Исходный текст:
- - -

Последние годы гимназии я мало и не особенно усердно занимался художественным творчеством. Это была пора, когда я ревностно изучал искусство, с особенным любопытством и возбуждением посещал выставки и музеи, но сам я редко брался за карандаши и кисти. Лишь иногда на меня “находила какая-то статья”, и тогда возникали разные “исторические фантазии”, навеянные спектаклями или чтением исторических романов А. де Виньи, Дюма, Гауфа, Мериме, Гюго, Вальтера Скотта и др. Большей независимостью отличались несколько отдельных картин, из которых одна изображала мрачный рыцарский замок среди белого зимнего пейзажа, другая грандиозную виселицу, выделяющуюся на фоне вечереющего неба, третья — монастырь, расположенный далеко над долиной могучей реки.
В общем, насколько мне помнится, эти тогдашние мои опыты были довольно беспомощны. Не хватало ни знаний, ни технического опыта. Но вот с особой силой проснувшийся под действием моего восторга от музыки культ прошлого подзадорил меня к тому, чтобы с большим упорством продолжать уже начатое, а иное начинать сызнова. Так я три раза принимался за картину, в которой захотел выразить свое увлечение XVIII в., в частности эпохой императрицы Елисаветы Петровны, эпохой, не пользующейся вообще особым уважением историков, к которой я, однако, с отроческих лет питал особое влечение. Выше я уже рассказал о том, что я буквально влюбился в ее портрет, на котором художник Каравак изобразил восьмилетнюю девочку в виде маленькой, совершенно обнаженной Венус. Этот портрет красовался в “диванной” петергофского Большого дворца, а на другой стене этой же комнаты висел в затейливой раме ее же портрет, но уже в виде императрицы (он был писан французом Л. М. ван Лоо). Вся эта комната с окнами, выходившими на столетние ели, обладала исключительным шармом. Помянутая же моя композиция (мне так и не удалось довести ее до конца) представляла царицу и ее блестящий двор на фоне павильона “Эрмитаж” в Царском Селе (Другим отражением моего “помешательства на Елисавете” было составление целиком измышленной мной “реляции”, или рассказ “очевидца”, о вступлении на престол Петровой дочери. Эту реляцию (выдав ее за найденный в бумагах отца подлинный манускрипт) я прочел 25 ноября 1892 г. своим друзьям, поверившим достоверности моего “документа”, после чего был сервирован у нас в зале при зажженных люстре и всех канделябрах довольно роскошный ужин, а во главе стола на кресле был водворен портрет Елисаветы I, что означало, что ее императорское величество удостоило нас своим присутствием.).

- - -

Записи:
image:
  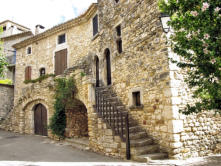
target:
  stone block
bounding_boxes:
[168,120,184,134]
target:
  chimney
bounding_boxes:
[35,24,45,35]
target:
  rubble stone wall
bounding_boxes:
[0,84,14,119]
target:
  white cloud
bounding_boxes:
[0,0,97,30]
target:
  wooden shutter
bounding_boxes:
[55,49,67,75]
[93,15,98,36]
[25,66,31,80]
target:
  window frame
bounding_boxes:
[57,33,67,45]
[26,46,32,55]
[92,14,99,37]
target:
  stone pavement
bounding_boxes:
[0,130,221,166]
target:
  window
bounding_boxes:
[55,49,67,75]
[27,47,31,54]
[117,39,122,54]
[93,15,98,36]
[132,91,141,106]
[116,25,121,36]
[40,68,45,76]
[58,34,66,44]
[25,66,31,80]
[3,26,6,31]
[116,25,123,54]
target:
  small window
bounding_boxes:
[40,68,45,76]
[116,25,121,36]
[132,91,141,106]
[117,39,123,54]
[93,15,98,36]
[27,47,31,54]
[25,66,31,80]
[3,26,6,31]
[58,34,66,44]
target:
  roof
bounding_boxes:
[0,31,33,40]
[13,3,97,49]
[0,20,31,31]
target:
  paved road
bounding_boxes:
[0,130,122,162]
[0,130,221,166]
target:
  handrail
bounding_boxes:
[95,88,130,160]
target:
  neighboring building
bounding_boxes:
[0,20,33,83]
[1,0,221,161]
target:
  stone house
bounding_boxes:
[0,20,33,83]
[0,20,33,120]
[1,0,221,161]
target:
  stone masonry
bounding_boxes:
[0,0,221,159]
[0,84,14,120]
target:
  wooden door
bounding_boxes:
[96,57,99,87]
[34,104,48,136]
[106,49,111,85]
[55,49,67,75]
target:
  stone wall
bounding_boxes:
[168,47,221,158]
[65,101,88,138]
[0,84,14,120]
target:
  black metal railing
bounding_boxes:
[95,88,130,160]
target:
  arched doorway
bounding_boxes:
[95,56,100,87]
[65,100,88,138]
[105,48,111,85]
[34,104,48,136]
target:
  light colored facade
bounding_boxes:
[0,0,221,159]
[0,20,33,83]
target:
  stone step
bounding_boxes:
[130,138,153,147]
[132,153,168,163]
[129,131,147,140]
[65,137,90,150]
[131,145,159,156]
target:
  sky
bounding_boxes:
[0,0,97,31]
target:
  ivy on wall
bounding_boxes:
[24,74,55,84]
[49,77,76,138]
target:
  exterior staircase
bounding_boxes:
[95,86,167,162]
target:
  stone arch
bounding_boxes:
[20,98,53,134]
[32,103,48,136]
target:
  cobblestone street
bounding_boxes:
[0,130,221,166]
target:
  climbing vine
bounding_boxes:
[49,77,76,138]
[24,74,55,84]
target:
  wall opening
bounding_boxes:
[105,48,112,85]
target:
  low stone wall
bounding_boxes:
[0,84,14,120]
[174,111,221,158]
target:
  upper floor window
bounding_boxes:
[116,25,123,54]
[132,91,141,106]
[58,34,66,44]
[93,15,98,36]
[25,66,31,80]
[3,26,6,31]
[27,47,31,54]
[40,68,45,76]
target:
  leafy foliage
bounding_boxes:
[49,78,76,138]
[0,27,8,77]
[159,0,221,114]
[24,74,55,84]
[0,79,12,85]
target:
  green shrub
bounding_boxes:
[0,79,12,85]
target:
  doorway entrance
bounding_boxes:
[34,104,48,136]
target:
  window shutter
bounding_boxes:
[28,66,31,80]
[93,15,98,36]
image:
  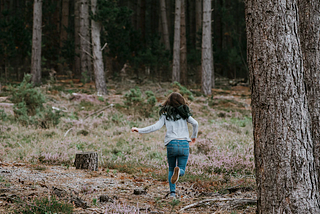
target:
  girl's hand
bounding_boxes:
[131,127,139,132]
[189,138,196,146]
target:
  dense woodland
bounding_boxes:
[0,0,248,91]
[0,0,320,214]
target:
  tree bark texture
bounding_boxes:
[195,0,202,84]
[298,0,320,189]
[74,0,81,78]
[172,0,181,82]
[91,0,107,95]
[79,0,91,81]
[160,0,170,50]
[180,0,188,85]
[74,152,98,171]
[246,0,320,214]
[196,0,203,33]
[201,0,213,95]
[60,0,69,47]
[140,0,147,44]
[31,0,42,84]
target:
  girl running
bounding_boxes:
[131,92,198,197]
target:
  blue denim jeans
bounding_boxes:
[167,140,189,192]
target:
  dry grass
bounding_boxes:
[0,82,254,190]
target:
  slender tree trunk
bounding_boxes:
[74,0,81,78]
[186,0,197,48]
[196,0,203,33]
[60,0,69,48]
[140,0,146,44]
[201,0,213,95]
[160,0,170,50]
[31,0,42,85]
[246,0,320,214]
[91,0,107,95]
[180,0,188,85]
[195,0,203,83]
[298,0,320,188]
[79,0,91,82]
[172,0,181,82]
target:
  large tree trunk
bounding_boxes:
[60,0,69,47]
[246,0,320,214]
[31,0,42,85]
[160,0,170,50]
[79,0,91,82]
[180,0,188,85]
[172,0,181,82]
[298,0,320,188]
[74,0,81,78]
[201,0,213,95]
[91,0,107,95]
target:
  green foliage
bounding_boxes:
[15,196,73,214]
[10,74,62,128]
[124,87,157,117]
[173,82,194,101]
[0,109,8,121]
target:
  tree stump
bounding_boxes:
[74,152,98,171]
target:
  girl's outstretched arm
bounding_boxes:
[131,115,165,134]
[131,127,139,132]
[187,116,198,142]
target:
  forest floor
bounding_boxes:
[0,77,256,214]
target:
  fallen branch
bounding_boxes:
[84,104,113,120]
[178,198,257,212]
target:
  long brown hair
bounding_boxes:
[159,92,192,121]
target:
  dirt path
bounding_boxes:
[0,162,255,214]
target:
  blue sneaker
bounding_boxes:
[169,192,176,198]
[171,166,180,184]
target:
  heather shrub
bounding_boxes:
[10,74,62,129]
[0,109,8,121]
[14,196,73,214]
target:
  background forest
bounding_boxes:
[0,0,248,84]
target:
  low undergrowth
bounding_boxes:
[14,196,73,214]
[0,80,254,190]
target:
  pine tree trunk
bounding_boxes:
[172,0,181,82]
[79,0,91,82]
[201,0,213,95]
[298,0,320,189]
[180,0,188,85]
[140,0,146,45]
[195,0,203,84]
[91,0,107,95]
[246,0,320,214]
[186,0,197,48]
[196,0,203,33]
[60,0,69,48]
[74,0,81,78]
[160,0,170,50]
[31,0,42,85]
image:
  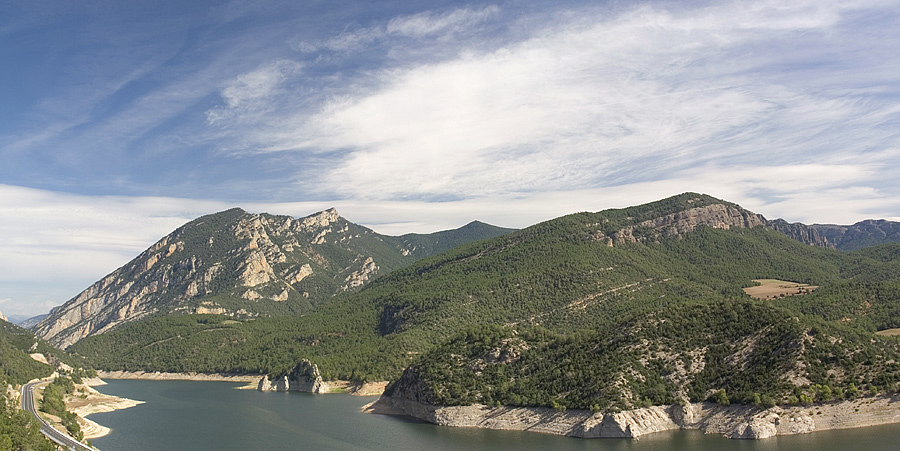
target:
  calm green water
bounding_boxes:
[91,380,900,451]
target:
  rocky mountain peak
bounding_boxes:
[34,208,512,347]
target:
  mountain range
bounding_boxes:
[51,193,900,410]
[34,208,512,348]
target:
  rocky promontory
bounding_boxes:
[258,359,330,393]
[363,395,900,439]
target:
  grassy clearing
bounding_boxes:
[744,279,819,299]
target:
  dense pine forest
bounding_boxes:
[71,193,900,409]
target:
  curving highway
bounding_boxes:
[22,381,97,451]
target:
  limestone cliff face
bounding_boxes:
[766,219,835,249]
[593,204,766,246]
[257,359,329,393]
[366,392,900,439]
[34,209,412,348]
[810,219,900,251]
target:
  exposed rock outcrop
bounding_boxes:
[364,395,900,439]
[594,204,766,246]
[809,219,900,251]
[257,359,329,393]
[34,208,506,348]
[766,219,834,249]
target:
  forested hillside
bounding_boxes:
[0,321,88,451]
[72,194,900,408]
[34,208,510,348]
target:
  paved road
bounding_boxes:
[22,382,97,451]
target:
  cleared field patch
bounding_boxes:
[744,279,819,299]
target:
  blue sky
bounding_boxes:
[0,0,900,314]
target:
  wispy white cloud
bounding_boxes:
[0,164,900,315]
[293,5,500,53]
[268,2,884,199]
[206,60,303,124]
[385,5,500,38]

- - -

Задания:
**1)** Какого числа, судя по тексту, друзьям прочли выдуманную «реляцию» о вступлении на престол Петровой дочери?
**2)** Воспроизведите дословно отрывок текста между «Последние годы гимназии» и «долиной могучей реки.» включительно.
Опирайтесь только на текст.

Ответы:
**1)** 25 ноября 1892 г.

**2)**
Последние годы гимназии я мало и не особенно усердно занимался художественным творчеством. Это была пора, когда я ревностно изучал искусство, с особенным любопытством и возбуждением посещал выставки и музеи, но сам я редко брался за карандаши и кисти. Лишь иногда на меня “находила какая-то статья”, и тогда возникали разные “исторические фантазии”, навеянные спектаклями или чтением исторических романов А. де Виньи, Дюма, Гауфа, Мериме, Гюго, Вальтера Скотта и др. Большей независимостью отличались несколько отдельных картин, из которых одна изображала мрачный рыцарский замок среди белого зимнего пейзажа, другая грандиозную виселицу, выделяющуюся на фоне вечереющего неба, третья — монастырь, расположенный далеко над долиной могучей реки.